**Exercise tasks**:
[1] According to the IDEAL study passage, how many patients took part in the trial?
[2] Repeat the IDEAL study passage word for word, starting at the words "In a randomized, comparative" and ending after "both treatment groups.".

In a randomized, comparative study (Incremental Decrease in Endpoints through Aggressive Lipid Lowering [IDEAL]) in 8888 patients with a history of CHD and an average LDL-cholesterol concentration of approximately 122 mg/dL, treatment with atorvastatin (80 mg daily) or simvastatin (20-40 mg daily) for a median of 4.8 years resulted in similar reduction in the risk of the primary composite end point (i.e., fatal CHD, nonfatal MI, and resuscitated cardiac arrest). In addition, no difference in overall mortality was observed between atorvastatin- or simvastatin-treated patients, and the rates of death from cardiovascular or noncardiovascular causes were similar in both treatment groups.

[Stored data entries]
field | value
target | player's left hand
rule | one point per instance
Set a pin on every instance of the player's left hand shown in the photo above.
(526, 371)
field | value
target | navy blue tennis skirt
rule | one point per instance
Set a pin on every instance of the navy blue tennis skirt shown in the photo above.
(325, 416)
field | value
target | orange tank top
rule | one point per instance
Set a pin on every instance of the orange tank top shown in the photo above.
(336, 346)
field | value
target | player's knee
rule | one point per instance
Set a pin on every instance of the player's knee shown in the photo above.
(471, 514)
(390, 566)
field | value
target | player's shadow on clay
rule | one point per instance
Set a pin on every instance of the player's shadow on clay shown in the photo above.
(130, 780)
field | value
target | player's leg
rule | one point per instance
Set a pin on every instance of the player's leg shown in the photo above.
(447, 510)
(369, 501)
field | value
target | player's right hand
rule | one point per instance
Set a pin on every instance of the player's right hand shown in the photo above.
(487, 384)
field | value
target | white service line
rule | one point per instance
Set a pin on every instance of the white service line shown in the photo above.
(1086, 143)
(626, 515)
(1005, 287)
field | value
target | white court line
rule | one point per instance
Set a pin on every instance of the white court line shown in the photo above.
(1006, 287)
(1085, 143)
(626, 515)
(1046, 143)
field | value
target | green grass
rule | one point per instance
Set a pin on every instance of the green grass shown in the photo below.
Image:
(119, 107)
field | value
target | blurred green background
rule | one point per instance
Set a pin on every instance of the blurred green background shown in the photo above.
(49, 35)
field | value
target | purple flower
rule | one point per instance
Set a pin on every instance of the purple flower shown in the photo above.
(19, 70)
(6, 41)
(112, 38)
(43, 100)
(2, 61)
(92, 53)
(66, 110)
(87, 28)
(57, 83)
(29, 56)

**Exercise answers**:
[1] 8888 patients

[2]
In a randomized, comparative study (Incremental Decrease in Endpoints through Aggressive Lipid Lowering [IDEAL]) in 8888 patients with a history of CHD and an average LDL-cholesterol concentration of approximately 122 mg/dL, treatment with atorvastatin (80 mg daily) or simvastatin (20-40 mg daily) for a median of 4.8 years resulted in similar reduction in the risk of the primary composite end point (i.e., fatal CHD, nonfatal MI, and resuscitated cardiac arrest). In addition, no difference in overall mortality was observed between atorvastatin- or simvastatin-treated patients, and the rates of death from cardiovascular or noncardiovascular causes were similar in both treatment groups.